Starting and Stopping the cluster

|"-stale" instructs the engine to treat the local config as stale |hastart [-stale|-force] |

|"-force" instructs the engine to treat a stale config as a valid one| |

|Bring the cluster into running mode from a stale state using the |hasys -force |

|configuration file from a particular server | |

|stop the cluster on the local server but leave the application/s |hastop -local |

|running, do not failover the application/s | |

|stop cluster on local server but evacuate (failover) the |hastop -local -evacuate |

|application/s to another node within the cluster | |

|stop the cluster on all nodes but leave the application/s running |hastop -all -force |

Cluster Status

|display cluster summary |hastatus -summary |

|continually monitor cluster |hastatus |

|verify the cluster is operating |hasys -display |

Cluster Details

|information about a cluster |haclus -display |

|value for a specific cluster attribute |haclus -value |

|modify a cluster attribute |haclus -modify |

|Enable LinkMonitoring |haclus -enable LinkMonitoring |

|Disable LinkMonitoring |haclus -disable LinkMonitoring |

Users

|add a user |hauser -add |

|modify a user |hauser -update |

|delete a user |hauser -delete |

|display all users |hauser -display |

System Operations

|add a system to the cluster |hasys -add |

|delete a system from the cluster |hasys -delete |

|Modify a system attributes |hasys -modify |

|list a system state |hasys -state |

|Force a system to start |hasys -force |

|Display the systems attributes |hasys -display [-sys] |

|List all the systems in the cluster |hasys -list |

|Change the load attribute of a system |hasys -load |

|Display the value of a systems nodeid (/etc/llthosts) |hasys -nodeid |

|Freeze a system (No offlining system, No groups onlining) |hasys -freeze [-persistent][-evacuate] |

| |Note: main.cf must be in write mode |

|Unfreeze a system ( reenable groups and resource back online) |hasys -unfreeze [-persistent] |

| |Note: main.cf must be in write mode |

Dynamic Configuration 

The VCS configuration must be in read/write mode in order to make changes. When in read/write mode the configuration becomes stale, a .stale file is created in $VCS_CONF/conf/config. When the configuration is put back into read only mode the .stale file is removed.

#### SUPPLIED INFORMATION:
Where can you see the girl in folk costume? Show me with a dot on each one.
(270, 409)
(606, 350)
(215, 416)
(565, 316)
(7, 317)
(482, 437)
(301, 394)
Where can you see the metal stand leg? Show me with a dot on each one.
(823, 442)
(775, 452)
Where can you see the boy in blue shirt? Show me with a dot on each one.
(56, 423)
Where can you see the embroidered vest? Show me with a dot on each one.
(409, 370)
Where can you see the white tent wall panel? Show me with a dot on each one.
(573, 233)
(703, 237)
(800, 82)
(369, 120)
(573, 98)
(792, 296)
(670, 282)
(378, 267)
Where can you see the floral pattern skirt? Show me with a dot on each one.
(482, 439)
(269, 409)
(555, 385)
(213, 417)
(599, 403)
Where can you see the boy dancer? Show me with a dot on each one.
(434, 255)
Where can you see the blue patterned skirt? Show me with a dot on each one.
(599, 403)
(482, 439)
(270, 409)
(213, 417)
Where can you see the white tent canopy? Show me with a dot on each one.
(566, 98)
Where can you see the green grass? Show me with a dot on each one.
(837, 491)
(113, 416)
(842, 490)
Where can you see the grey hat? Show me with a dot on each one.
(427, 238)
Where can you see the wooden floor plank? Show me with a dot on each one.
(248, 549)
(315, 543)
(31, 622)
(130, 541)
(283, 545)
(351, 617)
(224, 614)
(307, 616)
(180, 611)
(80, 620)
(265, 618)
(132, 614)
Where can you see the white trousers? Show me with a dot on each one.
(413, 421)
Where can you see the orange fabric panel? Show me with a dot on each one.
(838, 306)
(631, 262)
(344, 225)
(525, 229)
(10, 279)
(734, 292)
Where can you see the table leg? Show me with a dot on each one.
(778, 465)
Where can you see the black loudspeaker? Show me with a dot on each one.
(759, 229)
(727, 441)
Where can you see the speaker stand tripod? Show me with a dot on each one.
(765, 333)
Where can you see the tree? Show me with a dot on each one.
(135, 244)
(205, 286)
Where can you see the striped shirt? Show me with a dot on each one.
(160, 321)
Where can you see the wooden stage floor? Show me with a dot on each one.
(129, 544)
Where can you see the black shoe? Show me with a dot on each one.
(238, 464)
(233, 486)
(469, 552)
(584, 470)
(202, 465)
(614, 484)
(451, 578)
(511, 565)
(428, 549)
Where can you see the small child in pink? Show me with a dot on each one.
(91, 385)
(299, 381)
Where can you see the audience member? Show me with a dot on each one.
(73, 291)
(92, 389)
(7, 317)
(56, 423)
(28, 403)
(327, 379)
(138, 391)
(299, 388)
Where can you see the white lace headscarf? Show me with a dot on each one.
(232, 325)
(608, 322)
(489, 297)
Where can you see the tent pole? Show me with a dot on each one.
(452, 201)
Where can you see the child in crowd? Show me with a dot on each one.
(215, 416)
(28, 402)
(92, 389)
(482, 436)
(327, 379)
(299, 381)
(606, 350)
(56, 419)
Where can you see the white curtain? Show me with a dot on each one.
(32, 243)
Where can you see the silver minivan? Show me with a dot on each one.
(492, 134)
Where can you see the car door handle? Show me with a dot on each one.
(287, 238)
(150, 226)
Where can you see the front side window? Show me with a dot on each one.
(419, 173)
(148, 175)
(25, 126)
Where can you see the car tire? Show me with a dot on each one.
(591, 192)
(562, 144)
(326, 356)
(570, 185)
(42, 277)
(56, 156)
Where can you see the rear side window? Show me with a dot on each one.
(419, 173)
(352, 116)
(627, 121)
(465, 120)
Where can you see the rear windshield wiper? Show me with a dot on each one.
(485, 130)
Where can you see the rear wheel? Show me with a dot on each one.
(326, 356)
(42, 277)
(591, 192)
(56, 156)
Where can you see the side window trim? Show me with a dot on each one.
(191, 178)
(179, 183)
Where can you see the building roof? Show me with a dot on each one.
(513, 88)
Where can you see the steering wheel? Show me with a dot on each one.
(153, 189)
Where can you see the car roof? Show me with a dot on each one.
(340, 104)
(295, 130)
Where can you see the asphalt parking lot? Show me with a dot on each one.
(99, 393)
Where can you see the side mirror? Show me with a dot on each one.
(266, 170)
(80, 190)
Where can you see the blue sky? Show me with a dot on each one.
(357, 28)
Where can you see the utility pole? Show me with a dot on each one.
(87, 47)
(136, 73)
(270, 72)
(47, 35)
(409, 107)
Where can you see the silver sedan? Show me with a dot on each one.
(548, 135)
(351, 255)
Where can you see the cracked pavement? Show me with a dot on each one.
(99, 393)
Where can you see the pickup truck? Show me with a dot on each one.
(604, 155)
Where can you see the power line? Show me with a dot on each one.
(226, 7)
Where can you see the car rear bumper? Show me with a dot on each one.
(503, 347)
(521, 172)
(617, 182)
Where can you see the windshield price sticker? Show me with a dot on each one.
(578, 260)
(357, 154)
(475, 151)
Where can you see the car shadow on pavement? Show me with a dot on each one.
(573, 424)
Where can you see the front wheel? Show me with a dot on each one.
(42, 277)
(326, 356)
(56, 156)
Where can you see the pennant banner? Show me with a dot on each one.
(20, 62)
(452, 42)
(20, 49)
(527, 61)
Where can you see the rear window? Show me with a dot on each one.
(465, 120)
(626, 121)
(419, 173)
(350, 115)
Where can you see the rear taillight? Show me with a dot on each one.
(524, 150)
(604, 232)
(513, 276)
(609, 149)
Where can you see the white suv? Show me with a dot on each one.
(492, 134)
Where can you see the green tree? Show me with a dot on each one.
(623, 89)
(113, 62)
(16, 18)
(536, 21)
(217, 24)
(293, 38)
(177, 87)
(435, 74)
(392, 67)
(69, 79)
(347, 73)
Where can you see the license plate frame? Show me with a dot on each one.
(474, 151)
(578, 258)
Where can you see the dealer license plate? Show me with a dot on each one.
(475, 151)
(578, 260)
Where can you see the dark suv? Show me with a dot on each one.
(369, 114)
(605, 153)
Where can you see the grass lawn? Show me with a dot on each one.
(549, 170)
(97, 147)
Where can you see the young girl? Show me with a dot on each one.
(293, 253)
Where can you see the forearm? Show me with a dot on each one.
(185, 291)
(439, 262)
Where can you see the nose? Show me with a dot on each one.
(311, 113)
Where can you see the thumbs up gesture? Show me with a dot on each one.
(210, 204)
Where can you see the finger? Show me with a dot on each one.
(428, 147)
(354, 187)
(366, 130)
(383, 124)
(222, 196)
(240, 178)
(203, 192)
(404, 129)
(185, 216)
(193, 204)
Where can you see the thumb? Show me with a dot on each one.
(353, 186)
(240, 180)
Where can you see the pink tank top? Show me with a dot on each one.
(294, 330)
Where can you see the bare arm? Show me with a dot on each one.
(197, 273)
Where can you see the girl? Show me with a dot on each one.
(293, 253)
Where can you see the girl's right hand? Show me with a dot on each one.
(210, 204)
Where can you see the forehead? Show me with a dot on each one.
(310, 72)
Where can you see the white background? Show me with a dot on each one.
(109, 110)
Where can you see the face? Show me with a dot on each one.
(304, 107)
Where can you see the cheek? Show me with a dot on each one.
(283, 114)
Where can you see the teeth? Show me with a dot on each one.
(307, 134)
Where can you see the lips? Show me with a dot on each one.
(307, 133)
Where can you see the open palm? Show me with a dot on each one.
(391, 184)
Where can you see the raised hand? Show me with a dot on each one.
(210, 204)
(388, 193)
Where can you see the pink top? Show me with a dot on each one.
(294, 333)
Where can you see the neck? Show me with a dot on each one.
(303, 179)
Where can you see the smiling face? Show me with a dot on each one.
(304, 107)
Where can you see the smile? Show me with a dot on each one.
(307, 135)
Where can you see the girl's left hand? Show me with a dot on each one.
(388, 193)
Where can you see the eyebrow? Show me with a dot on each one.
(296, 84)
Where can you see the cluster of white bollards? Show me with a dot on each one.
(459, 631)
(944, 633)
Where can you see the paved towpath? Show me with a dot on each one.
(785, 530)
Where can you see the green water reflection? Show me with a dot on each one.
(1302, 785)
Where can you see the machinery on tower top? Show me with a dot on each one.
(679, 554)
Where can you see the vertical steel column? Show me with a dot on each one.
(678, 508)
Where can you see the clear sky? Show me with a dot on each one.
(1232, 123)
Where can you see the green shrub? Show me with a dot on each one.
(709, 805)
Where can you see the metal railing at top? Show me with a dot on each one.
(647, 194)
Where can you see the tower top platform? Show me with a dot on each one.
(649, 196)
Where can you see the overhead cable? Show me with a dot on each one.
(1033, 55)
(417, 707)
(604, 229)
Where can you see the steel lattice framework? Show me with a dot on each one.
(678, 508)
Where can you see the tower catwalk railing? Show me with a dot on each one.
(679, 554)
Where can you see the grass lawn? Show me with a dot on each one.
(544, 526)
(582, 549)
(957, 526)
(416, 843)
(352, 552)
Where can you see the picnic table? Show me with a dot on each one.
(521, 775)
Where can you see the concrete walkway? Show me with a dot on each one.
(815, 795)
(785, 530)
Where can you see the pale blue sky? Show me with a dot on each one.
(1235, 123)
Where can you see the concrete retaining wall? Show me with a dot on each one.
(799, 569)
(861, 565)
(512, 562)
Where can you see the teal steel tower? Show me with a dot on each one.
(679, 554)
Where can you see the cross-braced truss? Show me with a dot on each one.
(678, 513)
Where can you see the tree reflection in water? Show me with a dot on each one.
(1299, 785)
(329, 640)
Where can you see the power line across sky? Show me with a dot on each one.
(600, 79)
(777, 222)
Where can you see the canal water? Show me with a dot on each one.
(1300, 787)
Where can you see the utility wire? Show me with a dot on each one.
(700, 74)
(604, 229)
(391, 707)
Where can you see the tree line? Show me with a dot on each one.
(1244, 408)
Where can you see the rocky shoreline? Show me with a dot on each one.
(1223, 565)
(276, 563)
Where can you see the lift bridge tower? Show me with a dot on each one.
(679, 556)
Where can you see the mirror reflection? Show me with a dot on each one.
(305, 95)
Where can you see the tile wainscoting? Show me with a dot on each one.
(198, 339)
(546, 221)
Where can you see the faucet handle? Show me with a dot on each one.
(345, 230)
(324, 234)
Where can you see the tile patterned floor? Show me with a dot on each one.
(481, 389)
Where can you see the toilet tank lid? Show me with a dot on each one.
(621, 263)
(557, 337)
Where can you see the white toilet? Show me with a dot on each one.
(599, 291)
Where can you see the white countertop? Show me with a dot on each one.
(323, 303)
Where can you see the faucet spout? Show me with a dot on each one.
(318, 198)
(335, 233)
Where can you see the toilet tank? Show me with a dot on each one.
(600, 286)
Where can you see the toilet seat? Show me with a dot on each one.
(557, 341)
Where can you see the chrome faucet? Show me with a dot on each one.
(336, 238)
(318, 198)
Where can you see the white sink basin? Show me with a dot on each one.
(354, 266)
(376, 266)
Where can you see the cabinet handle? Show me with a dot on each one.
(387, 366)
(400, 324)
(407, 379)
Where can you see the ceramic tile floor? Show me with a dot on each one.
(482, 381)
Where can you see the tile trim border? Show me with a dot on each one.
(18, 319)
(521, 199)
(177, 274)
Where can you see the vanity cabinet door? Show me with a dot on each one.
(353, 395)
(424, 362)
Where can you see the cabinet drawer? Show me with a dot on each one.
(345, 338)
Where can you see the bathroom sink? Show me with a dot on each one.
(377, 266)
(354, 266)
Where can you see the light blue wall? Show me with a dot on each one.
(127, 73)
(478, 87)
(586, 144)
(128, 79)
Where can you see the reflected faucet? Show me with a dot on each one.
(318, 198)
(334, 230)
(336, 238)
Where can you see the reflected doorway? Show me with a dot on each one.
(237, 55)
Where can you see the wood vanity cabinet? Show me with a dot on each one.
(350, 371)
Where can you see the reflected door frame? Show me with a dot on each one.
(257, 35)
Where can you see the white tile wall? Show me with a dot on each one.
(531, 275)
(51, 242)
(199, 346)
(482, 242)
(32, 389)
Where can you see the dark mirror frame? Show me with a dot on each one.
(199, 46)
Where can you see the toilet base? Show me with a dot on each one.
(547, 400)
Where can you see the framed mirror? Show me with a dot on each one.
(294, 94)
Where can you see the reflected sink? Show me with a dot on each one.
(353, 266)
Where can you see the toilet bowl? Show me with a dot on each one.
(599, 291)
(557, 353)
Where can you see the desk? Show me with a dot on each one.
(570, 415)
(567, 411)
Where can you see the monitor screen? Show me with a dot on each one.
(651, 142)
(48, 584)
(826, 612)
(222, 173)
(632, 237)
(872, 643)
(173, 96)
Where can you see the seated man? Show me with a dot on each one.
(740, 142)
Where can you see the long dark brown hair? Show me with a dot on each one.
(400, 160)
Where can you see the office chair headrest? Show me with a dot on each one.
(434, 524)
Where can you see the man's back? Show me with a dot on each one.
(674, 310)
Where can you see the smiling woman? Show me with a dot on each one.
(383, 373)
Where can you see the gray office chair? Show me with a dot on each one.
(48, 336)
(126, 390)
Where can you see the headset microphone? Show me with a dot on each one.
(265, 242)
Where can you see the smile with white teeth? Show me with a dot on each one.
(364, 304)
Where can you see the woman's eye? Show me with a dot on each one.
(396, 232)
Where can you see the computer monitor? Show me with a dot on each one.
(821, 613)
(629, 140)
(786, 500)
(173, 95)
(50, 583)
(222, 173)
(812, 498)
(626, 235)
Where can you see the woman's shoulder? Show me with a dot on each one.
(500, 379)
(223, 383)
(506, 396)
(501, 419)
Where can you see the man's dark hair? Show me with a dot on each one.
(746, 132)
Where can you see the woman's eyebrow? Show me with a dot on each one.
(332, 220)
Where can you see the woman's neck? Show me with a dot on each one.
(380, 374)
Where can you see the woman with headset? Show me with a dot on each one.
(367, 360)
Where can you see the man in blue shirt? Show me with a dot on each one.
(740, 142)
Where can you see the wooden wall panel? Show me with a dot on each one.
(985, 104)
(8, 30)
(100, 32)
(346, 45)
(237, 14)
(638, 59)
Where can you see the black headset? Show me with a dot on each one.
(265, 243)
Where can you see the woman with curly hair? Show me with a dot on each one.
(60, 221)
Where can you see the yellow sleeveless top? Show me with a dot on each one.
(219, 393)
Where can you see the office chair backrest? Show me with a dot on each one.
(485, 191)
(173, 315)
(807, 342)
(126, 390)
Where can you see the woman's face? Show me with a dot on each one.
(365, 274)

#### EXERCISE AIM:
Answer these questions from the cluster command reference:
(a) What command displays a cluster summary?
(b) What command deletes a user?
(c) What happens to the .stale file when the configuration is put back into read-only mode?

#### WRITTEN RESPONSE:
(a) hastatus -summary
(b) hauser -delete
(c) It is removed.